Work out how many lines of the entries have the word "facade" in them. Respond with that number only.

━━━ Data in this exercise

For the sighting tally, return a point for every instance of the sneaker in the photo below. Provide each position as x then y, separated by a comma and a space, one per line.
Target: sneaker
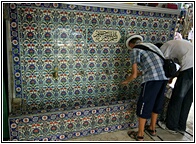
181, 132
171, 131
161, 125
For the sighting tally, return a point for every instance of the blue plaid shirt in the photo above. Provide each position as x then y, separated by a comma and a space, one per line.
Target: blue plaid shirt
150, 63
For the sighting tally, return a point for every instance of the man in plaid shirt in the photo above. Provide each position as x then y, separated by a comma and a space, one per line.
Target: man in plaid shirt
153, 85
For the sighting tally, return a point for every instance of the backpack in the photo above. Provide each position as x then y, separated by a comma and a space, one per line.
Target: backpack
169, 65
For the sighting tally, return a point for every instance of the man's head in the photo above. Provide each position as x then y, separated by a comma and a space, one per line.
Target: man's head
133, 40
158, 44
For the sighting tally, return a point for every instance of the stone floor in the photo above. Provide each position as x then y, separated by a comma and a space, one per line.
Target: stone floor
162, 135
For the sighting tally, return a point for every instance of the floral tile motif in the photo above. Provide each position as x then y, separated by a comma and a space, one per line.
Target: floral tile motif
59, 67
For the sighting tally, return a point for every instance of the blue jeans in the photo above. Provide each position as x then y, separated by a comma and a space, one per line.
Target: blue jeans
180, 102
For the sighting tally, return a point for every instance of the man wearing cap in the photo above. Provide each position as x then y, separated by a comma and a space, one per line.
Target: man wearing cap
153, 85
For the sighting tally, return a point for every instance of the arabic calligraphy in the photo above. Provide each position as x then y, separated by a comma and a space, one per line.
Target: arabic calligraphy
106, 36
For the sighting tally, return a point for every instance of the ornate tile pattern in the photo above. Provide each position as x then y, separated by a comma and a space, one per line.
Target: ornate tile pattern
59, 67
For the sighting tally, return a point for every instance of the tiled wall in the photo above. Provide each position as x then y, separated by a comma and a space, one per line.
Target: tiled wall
60, 69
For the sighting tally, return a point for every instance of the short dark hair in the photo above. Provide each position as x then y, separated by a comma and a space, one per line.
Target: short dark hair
158, 44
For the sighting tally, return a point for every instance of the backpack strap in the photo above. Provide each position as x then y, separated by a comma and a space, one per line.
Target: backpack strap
146, 48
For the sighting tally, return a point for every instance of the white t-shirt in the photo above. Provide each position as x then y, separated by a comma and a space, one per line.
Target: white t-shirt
190, 35
181, 50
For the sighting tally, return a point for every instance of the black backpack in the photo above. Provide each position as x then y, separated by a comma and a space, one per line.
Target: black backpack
169, 65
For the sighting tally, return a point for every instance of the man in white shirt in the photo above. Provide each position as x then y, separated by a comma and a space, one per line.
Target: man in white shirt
190, 35
182, 95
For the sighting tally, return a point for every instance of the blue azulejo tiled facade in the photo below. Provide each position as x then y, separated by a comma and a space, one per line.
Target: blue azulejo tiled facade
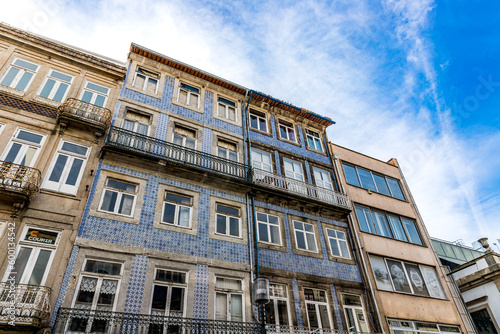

━━━━━━

■ **Answer box**
2